REQUIRED TASKS:
a) Retype the part of the forum post about the speciation FAQ that opens with the words containing "The FAQ includes" and closes with "of Botany. 35:138.".
b) In the forum post about the speciation FAQ, shorten the paragraph beginning "The FAQ includes references" and keep its main facts.

TEXT SEGMENT:

⟨

Since speciation observation papers are not that difficult to find, and
can be found by persons with no formal tertiary education in biology, it
is not true that they are difficult to find; I am skeptical that the
speciation FAQ would lead you to this position.


Have you actually read the FAQ?

I hadn't recently, but having referred to the FAQ this morning, I find that your claim that the FAQ doesn't cite such papers is factually inaccurate.

The FAQ includes references, among others of a more general nature, to the following papers, which appear at first sight to cover observed instances or replications of speciation. (I haven't seen most of these papers myself, but I know from other sources that some of the work described does include observation or replication of speciation.)

* Butters, F. K. 1941. Hybrid Woodsias in Minnesota. Amer. Fern. J. 31:15-21.
* Butters, F. K. and R. M. Tryon, jr. 1948. A fertile mutant of a Woodsia hybrid. American Journal of Botany. 35:138.
* Callaghan, C. A. 1987. Instances of observed speciation. The American Biology Teacher. 49:3436.
* Digby, L. 1912. The cytology of Primula kewensis and of other related Primula hybrids. Ann. Bot. 26:357-388.
* Frandsen, K. J. 1943. The experimental formation of Brassica juncea Czern. et Coss. Dansk. Bot. Arkiv., No. 4, 11:1-17.
* Frandsen, K. J. 1947. The experimental formation of Brassica napus L. var. oleifera DC and Brassica carinata Braun. Dansk. Bot. Arkiv., No. 7, 12:1-16.
* Karpchenko, G. D. 1927. Polyploid hybrids of Raphanus sativus L. X Brassica oleraceae L. Bull. Appl. Botany. 17:305-408.
* Karpchenko, G. D. 1928. Polyploid hybrids of Raphanus sativus L. X Brassica oleraceae L. Z. Indukt. Abstami-a Verenbungsi. 48:1-85.
* Macnair, M. R. and P. Christie. 1983. Reproductive isolation as a pleiotropic effect of copper tolerance in Mimulus guttatus. Heredity. 50:295-302.
* Muntzing, A. 1932. Cytogenetic investigations on the synthetic Galeopsis tetrahit. Hereditas. 16:105-154.

⟩

Stored data entries
⟨

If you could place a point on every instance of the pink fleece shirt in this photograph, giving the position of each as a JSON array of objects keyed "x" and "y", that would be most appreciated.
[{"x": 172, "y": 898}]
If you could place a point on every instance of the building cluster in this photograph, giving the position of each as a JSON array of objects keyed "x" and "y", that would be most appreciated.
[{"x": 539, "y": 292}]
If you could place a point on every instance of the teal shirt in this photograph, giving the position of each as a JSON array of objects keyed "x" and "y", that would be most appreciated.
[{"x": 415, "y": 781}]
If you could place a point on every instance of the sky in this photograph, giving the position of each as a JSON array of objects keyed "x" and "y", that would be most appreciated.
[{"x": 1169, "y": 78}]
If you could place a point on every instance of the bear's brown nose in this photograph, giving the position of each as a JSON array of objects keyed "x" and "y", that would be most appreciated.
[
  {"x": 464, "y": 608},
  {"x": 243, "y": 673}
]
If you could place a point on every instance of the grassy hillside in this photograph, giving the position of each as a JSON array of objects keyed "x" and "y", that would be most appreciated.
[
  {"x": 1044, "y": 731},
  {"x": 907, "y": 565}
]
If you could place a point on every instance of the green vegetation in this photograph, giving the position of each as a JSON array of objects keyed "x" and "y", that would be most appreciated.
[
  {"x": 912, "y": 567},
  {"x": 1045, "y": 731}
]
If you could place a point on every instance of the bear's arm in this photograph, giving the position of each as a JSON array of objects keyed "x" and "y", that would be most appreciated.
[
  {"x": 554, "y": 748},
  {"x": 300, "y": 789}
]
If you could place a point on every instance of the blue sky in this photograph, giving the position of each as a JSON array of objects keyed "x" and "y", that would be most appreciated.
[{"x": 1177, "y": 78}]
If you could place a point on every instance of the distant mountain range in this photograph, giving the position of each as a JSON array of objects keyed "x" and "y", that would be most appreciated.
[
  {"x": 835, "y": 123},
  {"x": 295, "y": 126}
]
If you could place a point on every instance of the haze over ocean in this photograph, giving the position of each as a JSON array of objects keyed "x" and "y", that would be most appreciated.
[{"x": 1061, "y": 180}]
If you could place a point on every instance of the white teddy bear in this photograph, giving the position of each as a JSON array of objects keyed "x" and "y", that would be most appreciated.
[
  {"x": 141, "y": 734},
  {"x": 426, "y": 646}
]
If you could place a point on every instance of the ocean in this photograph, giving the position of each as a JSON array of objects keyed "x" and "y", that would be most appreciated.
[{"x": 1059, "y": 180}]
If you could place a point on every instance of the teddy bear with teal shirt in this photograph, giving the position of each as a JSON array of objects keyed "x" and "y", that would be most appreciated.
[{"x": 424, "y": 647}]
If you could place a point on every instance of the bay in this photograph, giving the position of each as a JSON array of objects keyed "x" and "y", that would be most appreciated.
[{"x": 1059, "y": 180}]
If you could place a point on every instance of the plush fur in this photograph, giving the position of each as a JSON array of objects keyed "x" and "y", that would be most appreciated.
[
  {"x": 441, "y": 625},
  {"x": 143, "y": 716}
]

⟩

OUTPUTS BY TASK:
a)
The FAQ includes references, among others of a more general nature, to the following papers, which appear at first sight to cover observed instances or replications of speciation. (I haven't seen most of these papers myself, but I know from other sources that some of the work described does include observation or replication of speciation.)

* Butters, F. K. 1941. Hybrid Woodsias in Minnesota. Amer. Fern. J. 31:15-21.
* Butters, F. K. and R. M. Tryon, jr. 1948. A fertile mutant of a Woodsia hybrid. American Journal of Botany. 35:138.

b) Besides more general references, the FAQ cites the papers listed below, which seem to cover observed or replicated speciation. The writer hasn't read most of them but knows from other sources that some of the work does include observation or replication of speciation.